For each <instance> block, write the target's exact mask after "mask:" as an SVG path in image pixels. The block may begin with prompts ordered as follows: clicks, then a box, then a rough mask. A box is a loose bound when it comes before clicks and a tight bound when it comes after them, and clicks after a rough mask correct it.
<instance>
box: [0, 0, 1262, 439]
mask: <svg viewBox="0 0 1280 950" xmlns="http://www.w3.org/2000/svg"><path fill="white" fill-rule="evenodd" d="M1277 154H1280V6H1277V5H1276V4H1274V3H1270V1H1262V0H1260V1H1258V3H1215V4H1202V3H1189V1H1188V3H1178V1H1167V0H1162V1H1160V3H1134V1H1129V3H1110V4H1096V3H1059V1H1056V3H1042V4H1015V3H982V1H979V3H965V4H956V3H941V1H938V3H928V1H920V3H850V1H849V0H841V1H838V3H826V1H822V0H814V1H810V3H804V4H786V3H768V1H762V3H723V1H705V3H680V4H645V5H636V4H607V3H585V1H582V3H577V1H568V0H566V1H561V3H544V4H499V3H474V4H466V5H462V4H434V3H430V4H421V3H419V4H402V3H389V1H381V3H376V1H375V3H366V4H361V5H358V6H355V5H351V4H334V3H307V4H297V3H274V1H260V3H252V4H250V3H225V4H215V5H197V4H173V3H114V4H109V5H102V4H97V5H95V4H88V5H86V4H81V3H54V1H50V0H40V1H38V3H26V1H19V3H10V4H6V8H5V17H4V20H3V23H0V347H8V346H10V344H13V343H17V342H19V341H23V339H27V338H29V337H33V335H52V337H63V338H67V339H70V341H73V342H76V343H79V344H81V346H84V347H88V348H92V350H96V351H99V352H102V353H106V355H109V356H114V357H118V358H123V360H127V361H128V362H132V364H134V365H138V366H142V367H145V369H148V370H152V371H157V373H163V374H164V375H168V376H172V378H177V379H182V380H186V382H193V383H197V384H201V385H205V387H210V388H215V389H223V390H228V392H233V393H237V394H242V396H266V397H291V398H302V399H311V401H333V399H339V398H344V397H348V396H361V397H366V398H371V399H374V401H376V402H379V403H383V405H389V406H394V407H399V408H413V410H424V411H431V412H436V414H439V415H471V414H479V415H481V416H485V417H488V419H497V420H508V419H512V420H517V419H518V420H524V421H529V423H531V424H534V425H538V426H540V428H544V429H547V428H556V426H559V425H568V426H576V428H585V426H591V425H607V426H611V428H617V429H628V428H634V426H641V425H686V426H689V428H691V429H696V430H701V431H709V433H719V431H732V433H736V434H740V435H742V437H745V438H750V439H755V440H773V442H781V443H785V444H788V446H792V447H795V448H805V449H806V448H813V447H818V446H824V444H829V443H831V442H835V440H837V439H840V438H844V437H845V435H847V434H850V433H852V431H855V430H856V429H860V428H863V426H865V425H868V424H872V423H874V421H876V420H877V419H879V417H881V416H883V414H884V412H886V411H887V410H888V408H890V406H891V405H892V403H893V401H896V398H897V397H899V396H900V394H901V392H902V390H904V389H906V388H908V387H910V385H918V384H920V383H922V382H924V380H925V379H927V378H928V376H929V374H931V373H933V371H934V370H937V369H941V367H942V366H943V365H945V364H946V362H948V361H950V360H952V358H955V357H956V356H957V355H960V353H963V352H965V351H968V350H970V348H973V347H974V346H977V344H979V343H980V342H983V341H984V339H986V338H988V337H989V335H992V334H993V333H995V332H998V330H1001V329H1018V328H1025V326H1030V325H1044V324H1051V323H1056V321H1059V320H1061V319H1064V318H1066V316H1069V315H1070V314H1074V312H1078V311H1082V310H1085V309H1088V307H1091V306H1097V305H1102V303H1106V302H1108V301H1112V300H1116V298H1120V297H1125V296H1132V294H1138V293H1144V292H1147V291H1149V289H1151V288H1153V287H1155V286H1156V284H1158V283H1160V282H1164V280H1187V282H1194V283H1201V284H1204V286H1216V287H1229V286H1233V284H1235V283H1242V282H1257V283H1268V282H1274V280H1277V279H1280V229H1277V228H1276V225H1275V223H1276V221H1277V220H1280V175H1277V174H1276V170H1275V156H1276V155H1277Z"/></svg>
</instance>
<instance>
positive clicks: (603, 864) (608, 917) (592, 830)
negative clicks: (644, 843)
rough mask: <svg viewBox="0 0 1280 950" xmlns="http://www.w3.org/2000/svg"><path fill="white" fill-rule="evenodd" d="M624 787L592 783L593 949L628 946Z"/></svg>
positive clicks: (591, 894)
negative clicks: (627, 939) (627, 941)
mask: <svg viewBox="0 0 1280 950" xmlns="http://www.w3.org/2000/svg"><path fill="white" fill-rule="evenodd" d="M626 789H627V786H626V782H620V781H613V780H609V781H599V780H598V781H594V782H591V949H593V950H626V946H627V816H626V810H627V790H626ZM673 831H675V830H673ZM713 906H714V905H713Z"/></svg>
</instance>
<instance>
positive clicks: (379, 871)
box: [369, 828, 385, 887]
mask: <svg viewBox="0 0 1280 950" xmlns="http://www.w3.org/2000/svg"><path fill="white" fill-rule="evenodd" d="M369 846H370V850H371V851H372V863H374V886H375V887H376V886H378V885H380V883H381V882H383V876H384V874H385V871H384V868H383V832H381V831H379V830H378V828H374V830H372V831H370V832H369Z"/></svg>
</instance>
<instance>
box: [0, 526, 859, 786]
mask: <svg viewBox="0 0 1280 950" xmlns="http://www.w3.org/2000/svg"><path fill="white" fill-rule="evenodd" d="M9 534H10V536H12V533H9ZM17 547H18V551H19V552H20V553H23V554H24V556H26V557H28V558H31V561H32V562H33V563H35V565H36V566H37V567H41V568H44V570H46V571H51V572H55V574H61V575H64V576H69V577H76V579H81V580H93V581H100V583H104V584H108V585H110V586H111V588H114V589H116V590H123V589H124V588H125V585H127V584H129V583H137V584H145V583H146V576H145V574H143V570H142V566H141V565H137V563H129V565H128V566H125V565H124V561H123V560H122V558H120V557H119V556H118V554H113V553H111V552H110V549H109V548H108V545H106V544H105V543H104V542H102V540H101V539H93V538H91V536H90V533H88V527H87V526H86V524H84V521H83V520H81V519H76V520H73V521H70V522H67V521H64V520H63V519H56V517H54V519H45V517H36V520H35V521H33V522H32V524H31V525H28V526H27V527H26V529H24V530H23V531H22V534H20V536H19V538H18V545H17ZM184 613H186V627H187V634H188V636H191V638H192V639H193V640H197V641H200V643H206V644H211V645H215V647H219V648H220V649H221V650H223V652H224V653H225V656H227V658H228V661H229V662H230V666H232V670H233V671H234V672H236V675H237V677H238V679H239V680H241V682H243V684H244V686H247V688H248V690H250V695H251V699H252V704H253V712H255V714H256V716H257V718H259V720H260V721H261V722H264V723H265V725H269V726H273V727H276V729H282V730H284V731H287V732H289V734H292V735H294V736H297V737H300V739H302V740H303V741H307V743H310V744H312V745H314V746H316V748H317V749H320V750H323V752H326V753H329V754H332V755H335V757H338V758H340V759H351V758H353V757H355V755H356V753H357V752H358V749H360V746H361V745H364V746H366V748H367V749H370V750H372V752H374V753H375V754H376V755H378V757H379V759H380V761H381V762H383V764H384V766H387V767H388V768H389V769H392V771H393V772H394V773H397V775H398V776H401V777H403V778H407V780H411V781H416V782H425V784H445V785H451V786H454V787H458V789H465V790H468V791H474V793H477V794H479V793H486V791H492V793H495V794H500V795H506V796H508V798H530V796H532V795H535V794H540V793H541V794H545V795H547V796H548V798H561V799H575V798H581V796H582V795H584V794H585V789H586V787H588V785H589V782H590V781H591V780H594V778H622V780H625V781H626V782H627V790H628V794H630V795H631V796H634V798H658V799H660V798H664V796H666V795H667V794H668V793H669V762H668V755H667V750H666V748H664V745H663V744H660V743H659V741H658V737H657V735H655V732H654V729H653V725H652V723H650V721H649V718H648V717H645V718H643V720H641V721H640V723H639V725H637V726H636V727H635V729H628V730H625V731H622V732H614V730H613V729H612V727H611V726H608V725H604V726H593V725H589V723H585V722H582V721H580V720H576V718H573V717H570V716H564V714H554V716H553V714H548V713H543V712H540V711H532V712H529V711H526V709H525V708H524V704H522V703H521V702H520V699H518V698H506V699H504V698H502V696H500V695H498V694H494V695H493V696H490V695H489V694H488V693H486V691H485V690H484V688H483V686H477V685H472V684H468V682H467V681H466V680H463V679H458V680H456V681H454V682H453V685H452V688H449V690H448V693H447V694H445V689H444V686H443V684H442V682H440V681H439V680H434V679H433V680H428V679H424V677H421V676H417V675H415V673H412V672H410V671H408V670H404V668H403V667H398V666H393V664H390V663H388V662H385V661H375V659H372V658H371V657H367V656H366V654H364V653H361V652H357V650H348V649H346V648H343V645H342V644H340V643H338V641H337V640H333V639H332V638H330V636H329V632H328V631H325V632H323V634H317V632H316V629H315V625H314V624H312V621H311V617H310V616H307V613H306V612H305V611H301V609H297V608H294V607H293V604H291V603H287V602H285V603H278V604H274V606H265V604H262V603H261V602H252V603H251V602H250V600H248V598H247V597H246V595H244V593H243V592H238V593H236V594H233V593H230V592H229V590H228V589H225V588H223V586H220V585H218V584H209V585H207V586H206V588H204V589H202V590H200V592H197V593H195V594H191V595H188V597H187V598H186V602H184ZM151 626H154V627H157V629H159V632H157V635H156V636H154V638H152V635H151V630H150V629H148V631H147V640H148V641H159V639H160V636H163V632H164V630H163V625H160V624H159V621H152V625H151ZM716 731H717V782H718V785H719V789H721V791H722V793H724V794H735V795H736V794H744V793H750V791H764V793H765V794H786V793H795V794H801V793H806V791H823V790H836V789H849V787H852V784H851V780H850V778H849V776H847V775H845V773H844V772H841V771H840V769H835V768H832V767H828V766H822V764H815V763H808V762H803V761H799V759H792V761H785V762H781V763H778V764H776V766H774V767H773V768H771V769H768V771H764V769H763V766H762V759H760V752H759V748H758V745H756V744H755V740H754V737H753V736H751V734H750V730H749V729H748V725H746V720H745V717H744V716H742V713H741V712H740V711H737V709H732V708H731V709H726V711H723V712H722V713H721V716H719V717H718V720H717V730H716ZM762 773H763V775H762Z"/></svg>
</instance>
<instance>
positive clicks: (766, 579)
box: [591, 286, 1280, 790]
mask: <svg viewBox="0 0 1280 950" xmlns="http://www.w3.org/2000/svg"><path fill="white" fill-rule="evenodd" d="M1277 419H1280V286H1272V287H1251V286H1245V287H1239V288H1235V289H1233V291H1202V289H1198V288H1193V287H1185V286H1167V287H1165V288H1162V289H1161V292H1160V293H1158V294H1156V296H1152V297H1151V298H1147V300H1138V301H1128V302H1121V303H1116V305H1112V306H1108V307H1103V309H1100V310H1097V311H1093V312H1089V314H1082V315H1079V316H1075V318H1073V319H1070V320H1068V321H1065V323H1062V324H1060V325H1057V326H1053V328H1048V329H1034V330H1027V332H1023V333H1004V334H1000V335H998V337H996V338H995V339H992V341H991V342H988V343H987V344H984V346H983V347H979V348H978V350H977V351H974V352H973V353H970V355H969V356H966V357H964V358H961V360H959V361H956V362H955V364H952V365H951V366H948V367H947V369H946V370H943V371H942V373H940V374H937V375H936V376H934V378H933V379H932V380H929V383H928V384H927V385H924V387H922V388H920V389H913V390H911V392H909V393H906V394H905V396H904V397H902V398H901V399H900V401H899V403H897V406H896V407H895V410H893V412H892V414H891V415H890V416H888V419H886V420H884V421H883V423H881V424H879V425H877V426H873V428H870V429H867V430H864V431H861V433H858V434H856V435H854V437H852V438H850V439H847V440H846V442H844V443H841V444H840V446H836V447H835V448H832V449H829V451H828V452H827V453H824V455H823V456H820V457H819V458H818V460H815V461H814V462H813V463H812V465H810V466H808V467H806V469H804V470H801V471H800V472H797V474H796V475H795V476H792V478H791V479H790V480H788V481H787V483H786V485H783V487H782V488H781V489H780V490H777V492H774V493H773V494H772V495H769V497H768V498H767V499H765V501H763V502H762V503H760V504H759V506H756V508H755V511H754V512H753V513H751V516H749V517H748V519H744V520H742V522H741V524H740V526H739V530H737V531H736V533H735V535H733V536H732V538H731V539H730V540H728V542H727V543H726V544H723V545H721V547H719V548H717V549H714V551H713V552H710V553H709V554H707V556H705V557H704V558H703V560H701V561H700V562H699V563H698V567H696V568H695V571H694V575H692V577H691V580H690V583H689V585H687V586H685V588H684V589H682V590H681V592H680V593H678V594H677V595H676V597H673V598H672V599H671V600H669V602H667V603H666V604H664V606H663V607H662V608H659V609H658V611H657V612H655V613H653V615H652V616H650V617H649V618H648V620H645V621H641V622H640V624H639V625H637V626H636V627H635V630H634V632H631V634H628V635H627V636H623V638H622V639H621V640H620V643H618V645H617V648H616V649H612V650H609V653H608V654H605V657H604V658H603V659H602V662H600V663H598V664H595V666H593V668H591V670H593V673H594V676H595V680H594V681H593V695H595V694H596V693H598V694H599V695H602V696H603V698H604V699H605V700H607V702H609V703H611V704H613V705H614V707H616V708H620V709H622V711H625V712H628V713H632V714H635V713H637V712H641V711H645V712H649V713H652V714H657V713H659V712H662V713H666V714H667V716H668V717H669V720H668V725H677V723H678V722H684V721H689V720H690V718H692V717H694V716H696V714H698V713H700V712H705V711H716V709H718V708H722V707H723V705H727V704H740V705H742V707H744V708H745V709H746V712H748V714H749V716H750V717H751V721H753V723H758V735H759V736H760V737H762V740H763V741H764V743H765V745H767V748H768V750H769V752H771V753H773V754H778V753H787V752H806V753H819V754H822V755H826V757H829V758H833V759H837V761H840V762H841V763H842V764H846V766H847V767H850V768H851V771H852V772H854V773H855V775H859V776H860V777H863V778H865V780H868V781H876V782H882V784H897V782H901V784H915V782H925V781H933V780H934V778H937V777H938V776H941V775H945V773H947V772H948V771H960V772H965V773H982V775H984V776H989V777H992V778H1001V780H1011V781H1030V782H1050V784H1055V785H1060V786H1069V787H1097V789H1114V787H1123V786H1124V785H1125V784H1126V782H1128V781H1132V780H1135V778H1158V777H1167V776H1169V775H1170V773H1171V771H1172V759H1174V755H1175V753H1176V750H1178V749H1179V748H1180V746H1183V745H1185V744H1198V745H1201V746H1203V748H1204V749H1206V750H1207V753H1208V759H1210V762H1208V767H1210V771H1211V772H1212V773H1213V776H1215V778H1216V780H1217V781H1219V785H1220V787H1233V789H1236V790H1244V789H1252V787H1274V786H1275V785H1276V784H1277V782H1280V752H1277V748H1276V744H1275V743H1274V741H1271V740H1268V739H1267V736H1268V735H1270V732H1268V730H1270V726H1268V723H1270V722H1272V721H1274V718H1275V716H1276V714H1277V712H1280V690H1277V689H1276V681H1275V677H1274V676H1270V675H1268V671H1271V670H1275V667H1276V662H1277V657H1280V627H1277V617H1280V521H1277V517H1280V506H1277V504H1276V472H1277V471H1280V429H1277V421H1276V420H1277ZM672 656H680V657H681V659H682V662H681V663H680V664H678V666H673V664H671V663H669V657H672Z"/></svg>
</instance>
================================
Copy the part that opens with the first line of the items and closes with the line containing "box: [0, 0, 1262, 439]", changing every "rough mask" to "coarse mask" and leaving everything else as it is.

Response area:
For each <instance> block, write the target's exact mask after "mask:" as an SVG path in image pixels. The block may begin with prompts ordered as follows: clicks, then a box, then a coarse mask. A box is a loose bound when it comes before clicks and a tight bound when it comes after them, and clicks after a coarse mask correct it.
<instance>
box: [0, 0, 1262, 439]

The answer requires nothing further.